Problem statement: Every line of the listing must be repeated exactly.

Information provided:

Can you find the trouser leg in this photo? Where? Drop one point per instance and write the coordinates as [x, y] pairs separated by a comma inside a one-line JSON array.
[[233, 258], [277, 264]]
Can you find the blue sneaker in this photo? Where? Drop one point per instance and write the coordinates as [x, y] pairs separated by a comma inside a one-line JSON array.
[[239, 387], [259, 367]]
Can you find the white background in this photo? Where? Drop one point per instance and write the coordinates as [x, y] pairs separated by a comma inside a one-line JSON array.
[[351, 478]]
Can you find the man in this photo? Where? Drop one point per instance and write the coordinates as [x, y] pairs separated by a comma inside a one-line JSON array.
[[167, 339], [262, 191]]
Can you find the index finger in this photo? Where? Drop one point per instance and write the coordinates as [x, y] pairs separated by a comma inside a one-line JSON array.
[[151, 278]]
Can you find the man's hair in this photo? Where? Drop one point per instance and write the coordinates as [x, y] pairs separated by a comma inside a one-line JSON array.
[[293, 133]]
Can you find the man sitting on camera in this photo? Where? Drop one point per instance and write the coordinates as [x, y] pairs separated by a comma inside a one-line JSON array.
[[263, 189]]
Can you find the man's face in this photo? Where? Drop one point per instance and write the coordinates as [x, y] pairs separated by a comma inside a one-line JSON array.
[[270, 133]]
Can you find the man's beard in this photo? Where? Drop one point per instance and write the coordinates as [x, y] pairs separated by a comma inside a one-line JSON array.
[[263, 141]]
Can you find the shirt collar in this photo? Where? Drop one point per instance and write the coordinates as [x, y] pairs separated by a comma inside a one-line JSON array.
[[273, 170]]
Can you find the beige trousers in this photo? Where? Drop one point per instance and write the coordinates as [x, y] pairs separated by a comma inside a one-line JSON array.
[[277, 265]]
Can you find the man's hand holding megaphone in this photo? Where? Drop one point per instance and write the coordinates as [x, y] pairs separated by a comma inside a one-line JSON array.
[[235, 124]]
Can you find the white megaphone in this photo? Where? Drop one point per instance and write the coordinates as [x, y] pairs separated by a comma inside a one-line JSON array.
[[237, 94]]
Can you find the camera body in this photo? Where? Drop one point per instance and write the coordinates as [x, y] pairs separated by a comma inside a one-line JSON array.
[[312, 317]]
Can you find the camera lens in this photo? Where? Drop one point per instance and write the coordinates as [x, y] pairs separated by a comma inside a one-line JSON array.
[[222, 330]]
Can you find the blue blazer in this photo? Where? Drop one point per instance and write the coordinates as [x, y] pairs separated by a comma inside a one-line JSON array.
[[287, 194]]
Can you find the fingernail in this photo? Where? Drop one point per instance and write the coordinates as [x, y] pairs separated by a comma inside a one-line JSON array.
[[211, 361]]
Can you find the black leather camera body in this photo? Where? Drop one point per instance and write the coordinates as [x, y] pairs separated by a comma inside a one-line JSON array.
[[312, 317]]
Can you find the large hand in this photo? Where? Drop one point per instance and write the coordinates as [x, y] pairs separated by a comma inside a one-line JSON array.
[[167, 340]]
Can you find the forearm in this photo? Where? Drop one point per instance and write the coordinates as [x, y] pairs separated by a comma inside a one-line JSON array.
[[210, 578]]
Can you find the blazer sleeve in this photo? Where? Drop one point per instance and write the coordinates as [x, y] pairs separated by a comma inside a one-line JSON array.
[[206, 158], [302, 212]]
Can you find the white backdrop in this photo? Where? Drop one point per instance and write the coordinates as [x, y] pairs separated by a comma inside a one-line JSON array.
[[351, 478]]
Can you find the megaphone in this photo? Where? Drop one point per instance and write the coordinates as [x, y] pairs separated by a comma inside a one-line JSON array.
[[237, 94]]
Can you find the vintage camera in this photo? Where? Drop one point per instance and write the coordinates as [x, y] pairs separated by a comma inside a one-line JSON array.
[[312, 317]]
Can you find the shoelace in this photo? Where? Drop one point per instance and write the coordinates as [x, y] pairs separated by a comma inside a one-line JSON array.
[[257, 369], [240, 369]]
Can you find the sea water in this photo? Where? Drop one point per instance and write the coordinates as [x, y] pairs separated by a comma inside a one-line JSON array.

Your response:
Can you find the trouser leg in this photo? Where? Drop one point per instance and write the coordinates as [x, y] pairs separated by a comma inside a one-line JSON array.
[[233, 258], [277, 264]]
Can you find the blue sneaker in this photo? Where? Drop one point per instance and write the coordinates as [x, y] pairs separated by a comma inside a one-line JSON array.
[[239, 387], [259, 367]]
Can you find the white background in this photo? Where? Drop one point per instance and write the coordinates as [x, y] pairs separated by a comma inside a one-line JSON array.
[[351, 478]]
Can you find the man in this photo? Where? Drop one point per instance and write the coordinates as [x, y] pairs separated by a comma inside a one-line JSON array.
[[167, 339], [262, 191]]
Can you find the index finger in this photo? Where? Drop one point per instance and write the coordinates as [x, y] pairs separated by a comma inside a one-line JSON array.
[[151, 278]]
Can you find the man's hair in this photo? Where? Drop one point per instance and write the coordinates as [x, y] pairs separated by a comma inside a one-line JSON array.
[[293, 133]]
Can you find the man sitting on camera in this photo? Where? Drop one point per instance and write the coordinates as [x, y] pairs separated by a comma inside a one-line JSON array.
[[263, 189]]
Can you find the man's face in this photo? Where? Drop one point per instance and write the coordinates as [x, y] pairs separated by a comma inside a one-line JSON array.
[[270, 133]]
Can you find the man's beard in this photo? Where? Drop one point per instance and write the coordinates as [x, y] pairs separated by a comma inside a one-line JSON array.
[[263, 141]]
Can you find the shirt collar in this photo? Where? Drop one point per instance and write the coordinates as [x, y] pairs separated by a comma inside a one-line JSON array.
[[273, 170]]
Can you find the beige trousers in this photo? Where? Drop one point per instance and write the coordinates as [x, y] pairs separated by a comma inside a one-line JSON array.
[[277, 265]]
Can you find the man's hand holding megaphone in this photo? Where? Drop one point per instance and write the coordinates as [x, y] pairs separated by a comma inside a one-line JSON array.
[[235, 124]]
Can you find the white megaphone in this photo? Where? Drop one point per instance and write the coordinates as [x, y] pairs separated by a comma inside a one-line JSON array.
[[237, 94]]
Can you find the camera body in this photo? Where? Drop one point per instance and write the coordinates as [x, y] pairs separated by a comma inside a one-line JSON array.
[[312, 317]]
Can you find the camera lens in this photo? Where? Drop one point per instance and write the coordinates as [x, y] pairs separated by a comma inside a one-line JSON array.
[[222, 330]]
Can you find the blue blazer in this photo? Where? Drop one point per instance and write the coordinates as [x, y] pairs separated by a comma inside a one-line JSON array.
[[287, 194]]
Can you find the fingernail in this photo? Where? Drop one point per instance and write the coordinates as [x, y] pairs separated by a comma inside a one-line JSON array.
[[211, 361]]
Can you find the black leather camera body in this photo? Where? Drop one point per instance and write the coordinates as [x, y] pairs separated by a comma inside a one-line JSON array.
[[312, 317]]
Can you find the large hand in this photo? Where? Drop one point per instance and write the coordinates as [x, y] pairs separated by a comma inside a one-line JSON array.
[[167, 340]]
Can you find the forearm in this photo? Where? Drop one point per instance and write the coordinates as [x, y] pairs separated by a comma inside a one-line JSON array.
[[210, 578]]
Can you find the blazer sleeve in this photo? Where? Drop one point per instance and write the coordinates as [x, y] pairs separated by a comma inside a one-line JSON array.
[[206, 158], [302, 212]]
Can you find the white backdrop in this photo? Where? Drop one point per instance and write the coordinates as [x, y] pairs separated by a comma inside a one-line JSON array.
[[351, 478]]
Can you find the megaphone in this photo? Where? Drop one point per instance and write the coordinates as [x, y] pairs separated by a comma inside a one-line JSON array.
[[237, 94]]
Can you find the vintage camera in this photo? Where? Drop one point per instance and write the coordinates as [x, y] pairs separated by a comma inside a one-line JSON array.
[[312, 317]]
Can you find the shoelace in this photo? Where? Drop one point per instance and write the coordinates as [x, y] pairs separated by a comma inside a one-line JSON array.
[[257, 369], [240, 369]]
Can you find the sea water in this photo? Where? Drop one point per instance and write the coordinates as [x, y] pairs separated by a comma inside a one-line JSON array.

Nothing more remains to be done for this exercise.